## Source
◆ ◆ ◆ ◆ ◆

# Carbon Seatposts on a CX bike - yea or nay?



## mdutcher (May 1, 2005)

I am running a Ritchey WCS carbon post on my CX bike. What are the odds of a 150 lb guy breaking it upon a re-mount? Has this occurred with anyone out there? Thoughts, comments, feelings on the subject either good or bad is appreciated.

Thanks!


----------



## rjb294 (Jun 17, 2005)

mdutcher said:


> I am running a Ritchey WCS carbon post on my CX bike. What are the odds of a 150 lb guy breaking it upon a re-mount? Has this occurred with anyone out there? Thoughts, comments, feelings on the subject either good or bad is appreciated.
> 
> Thanks!


I say if you've got it...use it. Nothin wrong with a little carbon thrown in there.


----------



## OnTheRivet (Sep 3, 2004)

mdutcher said:


> I am running a Ritchey WCS carbon post on my CX bike. What are the odds of a 150 lb guy breaking it upon a re-mount? Has this occurred with anyone out there? Thoughts, comments, feelings on the subject either good or bad is appreciated.
> 
> Thanks!


Hard to say how likely that seat post is to break but when light durable aluminum posts are available is it a risk you want to take?


----------



## atpjunkie (Mar 23, 2002)

*well how many*

CF posts are designed with people jumping onto them 2x every 7 minutes?

what's the downside? Carbon shards in your taint

I say go for it

some pals of mine mfr a CF cx bike
they both use Thompsom Alu posts


----------



## EricN (Apr 9, 2009)

I watched a guy bust his carbon post remounting in a race last season.

Aluminum for me, thanks.


----------



## endure26 (Jan 27, 2005)

I've broken two carbon posts - they basically folded on me. I weigh more than you do at 180. A friend and fellow racer broke the carbon post that came on his Specialized Tricross mid-race last season and he's all of 150 soaking wet. His post snapped completely off and looked like a tribal spear - luckily it didn't get his undersides.

I've learned my lesson and run nothing but Thomson. Ironically, I broke one of my Thomson seat clamp bolts right after a cx race last season -- on my cool down. Ordered up a replacement and a spare. Seat posts take a lot of abuse in cross.


----------



## saird (Aug 19, 2008)

If you're breaking seatposts carbon or otherwise you're doing it wrong. Very very wrong.


----------



## Vegancx (Jan 22, 2004)

saird said:


> If you're breaking seatposts carbon or otherwise you're doing it wrong. Very very wrong.


I agree part of the problem is sometimes technique - jumping on the bike instead of stepping on the bike. 

Still, carbon posts aren't designed to take the kinds of forces we put on them in 'cross. That's why even folks with very good technique break carbon posts.

◆ ◆ ◆ ◆ ◆

## Stored data
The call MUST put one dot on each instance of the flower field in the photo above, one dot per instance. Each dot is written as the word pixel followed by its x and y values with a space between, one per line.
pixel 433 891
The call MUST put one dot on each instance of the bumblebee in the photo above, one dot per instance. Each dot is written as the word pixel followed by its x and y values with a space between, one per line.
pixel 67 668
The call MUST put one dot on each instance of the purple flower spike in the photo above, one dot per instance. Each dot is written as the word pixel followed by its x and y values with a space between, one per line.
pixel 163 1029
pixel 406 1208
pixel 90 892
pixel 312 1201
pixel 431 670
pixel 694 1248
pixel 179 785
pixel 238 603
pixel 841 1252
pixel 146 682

◆ ◆ ◆ ◆ ◆

Do these statements agree with the thread about carbon seatposts on a cross bike? Answer yes or no for each, and quote the words from the thread that settle it. 1. The poster who weighs 180 now runs only Thomson posts. 2. EricN broke his own carbon post while remounting in a race. 3. Vegancx says riders with very good technique don't break carbon posts.

1. Yes: "I've learned my lesson and run nothing but Thomson."
2. No: "I watched a guy bust his carbon post remounting in a race last season."
3. No: "That's why even folks with very good technique break carbon posts."